Written request —
Write out the data below exactly as given, without any of its pictures.

Data excerpts —
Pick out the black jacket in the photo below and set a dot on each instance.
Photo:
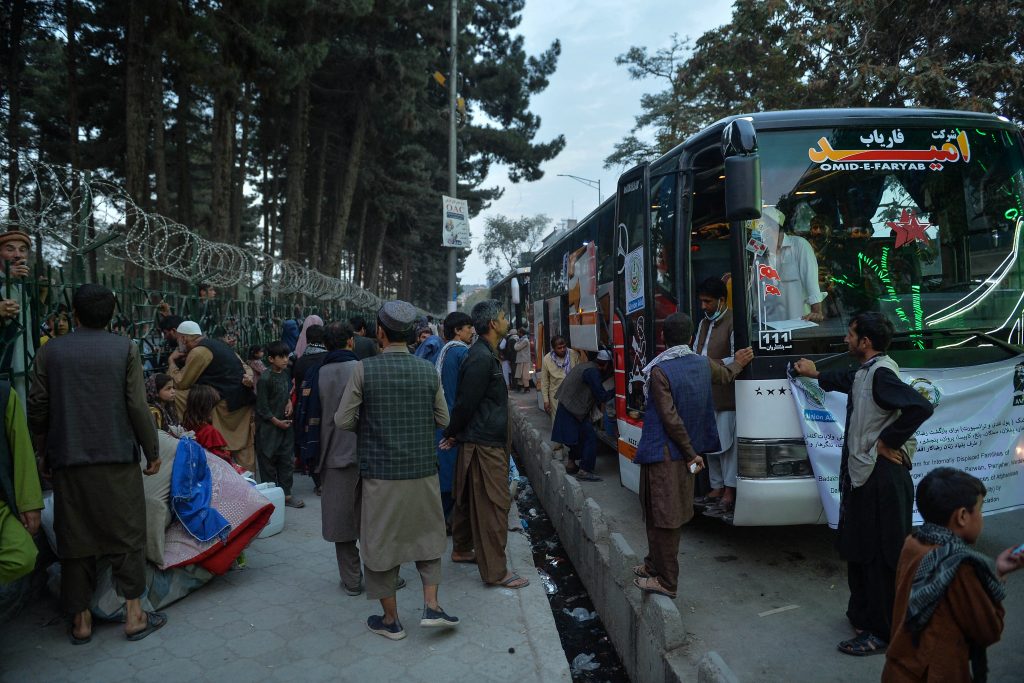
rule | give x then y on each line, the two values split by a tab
480	414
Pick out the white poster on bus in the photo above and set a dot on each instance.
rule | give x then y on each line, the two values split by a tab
455	223
978	427
583	298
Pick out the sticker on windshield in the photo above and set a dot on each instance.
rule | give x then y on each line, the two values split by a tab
887	159
908	228
634	281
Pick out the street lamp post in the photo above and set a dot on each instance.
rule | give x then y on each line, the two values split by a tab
596	184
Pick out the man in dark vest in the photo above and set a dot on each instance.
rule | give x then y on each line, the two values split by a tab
678	425
214	364
87	407
714	339
876	491
579	392
394	401
480	427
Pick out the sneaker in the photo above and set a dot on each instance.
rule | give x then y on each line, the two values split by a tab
390	631
437	617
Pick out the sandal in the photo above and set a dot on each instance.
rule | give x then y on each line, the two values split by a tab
75	640
641	570
154	622
511	582
652	585
863	645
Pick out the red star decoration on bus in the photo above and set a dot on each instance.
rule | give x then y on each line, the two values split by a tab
908	229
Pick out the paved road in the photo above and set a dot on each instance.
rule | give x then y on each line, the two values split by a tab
286	619
729	575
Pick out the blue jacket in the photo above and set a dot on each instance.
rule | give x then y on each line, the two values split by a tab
689	378
192	491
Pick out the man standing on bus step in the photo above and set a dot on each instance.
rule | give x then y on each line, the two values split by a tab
579	393
714	339
876	492
554	368
480	425
678	425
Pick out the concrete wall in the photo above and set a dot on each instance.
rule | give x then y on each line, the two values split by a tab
646	630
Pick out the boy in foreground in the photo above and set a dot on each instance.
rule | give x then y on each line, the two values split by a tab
948	597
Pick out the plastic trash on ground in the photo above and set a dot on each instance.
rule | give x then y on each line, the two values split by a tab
584	662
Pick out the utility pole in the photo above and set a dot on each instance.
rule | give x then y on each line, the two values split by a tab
453	177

Solution below —
Pick out the black jacket in the photo below and set a dot on each instance.
Photo:
rule | give x then y on each line, the two values split by a tab
480	414
Pick out the white poster on bus in the photo above and set a dot on each instance.
rule | give x then y on each line, the two values split by a tab
455	223
978	427
583	298
Pick out the sticker on windshield in the photo above and set a dot on each instance.
rule | give x then y on each line, the two values split by a tab
887	159
908	228
634	281
Pick out the street lamp post in the photo above and set a dot on each instance.
rule | give x then y on each line, the two values split by a tab
596	184
Pick out the man in dark vest in the photo above and set a dot on each instance.
rule | give x then y on each line, the two values split by a tab
678	425
214	364
87	407
714	339
876	491
579	392
394	401
480	427
Pick out the sneaker in the photo above and set a dot on each instance.
rule | give x then y on each line, the two values split by a tab
390	631
437	617
Pick out the sandal in the photo above and set a dot on each instance.
rule | give x then y on each line, the two values split by a tab
75	640
641	570
154	622
511	582
652	585
863	645
Pick out the red star decoration on bus in the photo above and set a dot on each instance.
rule | give x then y on each line, the two values split by a tab
908	229
Pick out the paved road in the photo above and set a dot on each instance.
rule | give x then y on each line, the two values split by a tab
286	619
729	575
Pick out the blue jacket in the photo above and set a dot on each instance.
rule | give x then y on each line, the two values split by a tab
689	378
192	491
Pick out the man standing on bus step in the photo above and set a dot on each instance.
rule | give x then y on each line, the two values split by a tab
579	393
714	339
876	492
554	368
480	425
678	425
Pick out the concrete wall in the photo above and set a dot on each instance.
rule | give x then y on each line, the two values split by a tab
646	630
Pick out the boy in foreground in the photo above and set a dot on each instance.
rule | give x then y on each line, the two values split by a tab
948	597
Pick out the plastic trash on ground in the photo above and set a dot on each instance.
rule | give x then y on each line, the two values split by a tab
584	662
Pick out the utility pole in the photo above and set a dot on each instance.
rule | give x then y on each line, the two values split by a tab
453	177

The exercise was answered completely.